ENTRIES PROVIDED:
— START —
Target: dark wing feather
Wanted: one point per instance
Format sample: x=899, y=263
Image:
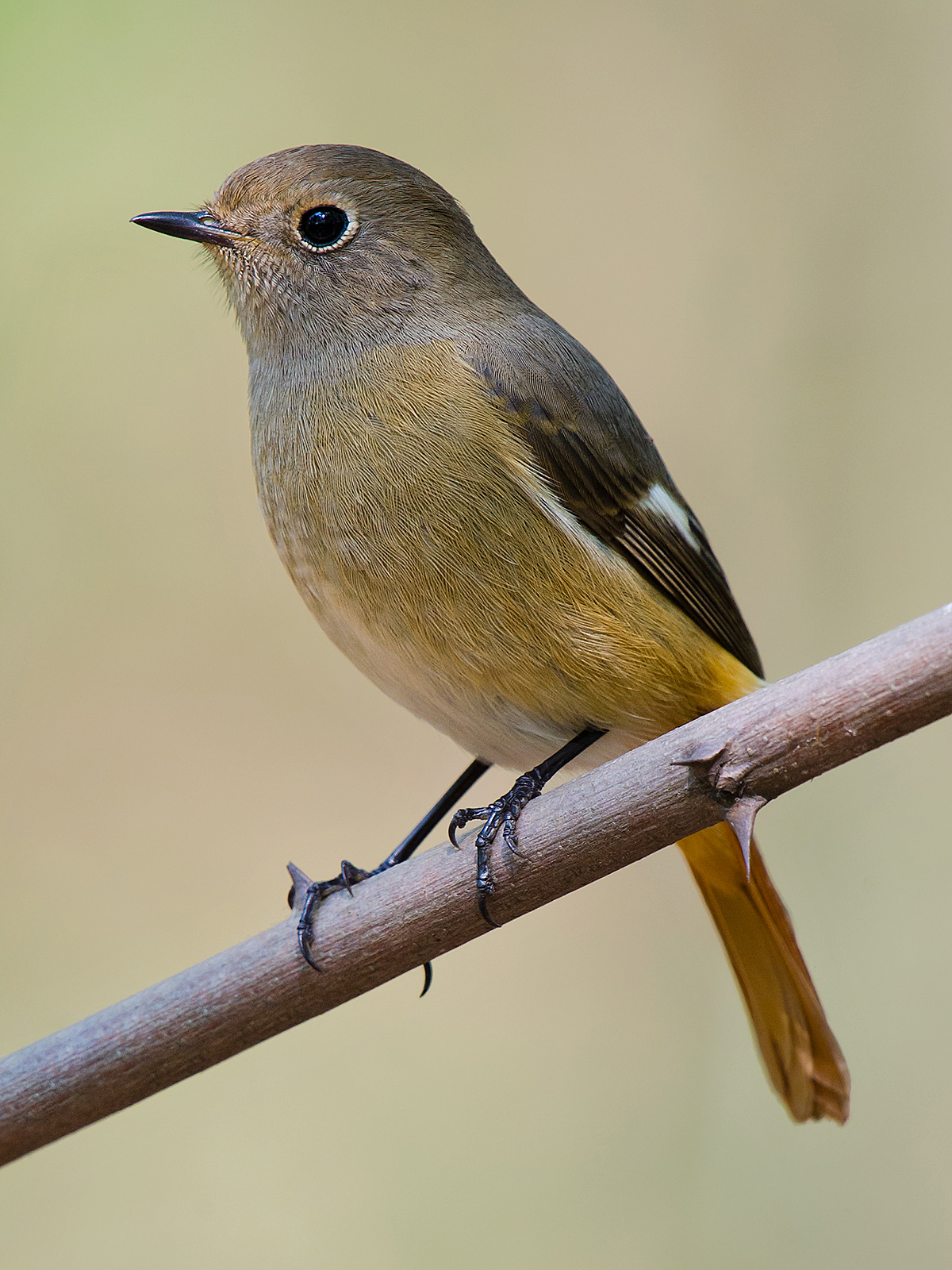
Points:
x=602, y=464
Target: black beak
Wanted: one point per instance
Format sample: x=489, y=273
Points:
x=198, y=226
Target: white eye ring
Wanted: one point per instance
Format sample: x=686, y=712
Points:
x=327, y=219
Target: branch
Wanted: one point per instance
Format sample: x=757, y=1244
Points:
x=724, y=765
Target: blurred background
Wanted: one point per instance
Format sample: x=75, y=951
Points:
x=743, y=209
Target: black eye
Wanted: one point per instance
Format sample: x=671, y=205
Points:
x=324, y=226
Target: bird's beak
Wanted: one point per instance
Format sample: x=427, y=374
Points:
x=198, y=226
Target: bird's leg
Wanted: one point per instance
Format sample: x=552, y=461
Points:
x=349, y=874
x=505, y=812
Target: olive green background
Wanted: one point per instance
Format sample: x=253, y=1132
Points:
x=743, y=209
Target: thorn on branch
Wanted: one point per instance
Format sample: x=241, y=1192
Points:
x=740, y=817
x=300, y=882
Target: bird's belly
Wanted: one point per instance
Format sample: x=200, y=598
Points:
x=490, y=725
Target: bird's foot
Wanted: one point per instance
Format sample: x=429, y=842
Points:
x=503, y=814
x=315, y=895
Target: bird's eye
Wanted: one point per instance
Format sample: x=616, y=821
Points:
x=324, y=228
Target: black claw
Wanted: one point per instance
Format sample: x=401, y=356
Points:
x=427, y=977
x=304, y=927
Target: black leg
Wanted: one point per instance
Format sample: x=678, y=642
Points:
x=505, y=812
x=349, y=874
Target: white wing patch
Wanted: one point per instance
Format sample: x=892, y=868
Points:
x=670, y=510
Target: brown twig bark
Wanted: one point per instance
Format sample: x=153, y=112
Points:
x=725, y=765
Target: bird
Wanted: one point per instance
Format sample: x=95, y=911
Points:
x=475, y=514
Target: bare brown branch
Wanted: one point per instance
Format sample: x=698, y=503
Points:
x=725, y=765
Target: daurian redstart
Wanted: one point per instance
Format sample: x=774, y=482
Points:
x=474, y=514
— END —
DIRECTION: Copy out the whole listing above word for word, leaving out the picture.

THE SOLUTION:
Target: dark wing feather
Wanted: one point per instance
Format sample: x=899, y=263
Image:
Points:
x=602, y=464
Target: black beak
Wanted: one point per instance
Format sample: x=489, y=273
Points:
x=198, y=226
Target: white eye ring
Wanted: one point per instance
Format sample: x=686, y=712
Points:
x=327, y=219
Target: branch
Wanted: one point per instance
Format sample: x=757, y=1244
Points:
x=724, y=765
Target: blurred background
Wanted: one point per instance
Format sample: x=75, y=951
Points:
x=743, y=209
Target: black eye
Wanted: one point per instance
Format sample: x=671, y=205
Points:
x=324, y=226
Target: bird's beak
Wanted: one point per instance
Format sample: x=427, y=374
Points:
x=198, y=226
Target: bird's leg
Wanted: one point per instance
Format sample: x=552, y=461
Points:
x=349, y=874
x=505, y=812
Target: olive green background
Wanted: one point per instance
Format sample: x=253, y=1132
Points:
x=743, y=209
Target: thorn on branch
Wanted: one point per instance
Format sample: x=241, y=1192
Points:
x=740, y=817
x=300, y=882
Target: bird's belly
Wanted: one point per instance
Format sample: x=200, y=598
Points:
x=490, y=725
Target: bird's foot
Wanted: one point per instance
Format sample: x=429, y=842
Points:
x=503, y=814
x=315, y=895
Target: bird's eye
Wanted: one point per instance
Format sample: x=616, y=821
Points:
x=324, y=228
Target: black claw
Wanted: one point per instance
Format sample: x=401, y=356
Points:
x=427, y=977
x=304, y=927
Target: black leg
Wanted: one point per instance
Format sample: x=678, y=642
Points:
x=505, y=812
x=349, y=874
Target: white wing patch
Wanted: one point per instance
Format sample: x=892, y=868
Points:
x=670, y=510
Target: brown twig bark
Wanted: one point per instance
Format sample: x=153, y=112
Points:
x=725, y=765
Target: bird
Wanted: one point per instance
Format sample: x=95, y=911
Points:
x=475, y=514
Target: bare brown branch
Wanted: one point per instance
Format sample: x=698, y=503
Points:
x=725, y=765
Target: daurian redstart
Wanted: one point per instance
Format sample: x=774, y=482
Points:
x=474, y=514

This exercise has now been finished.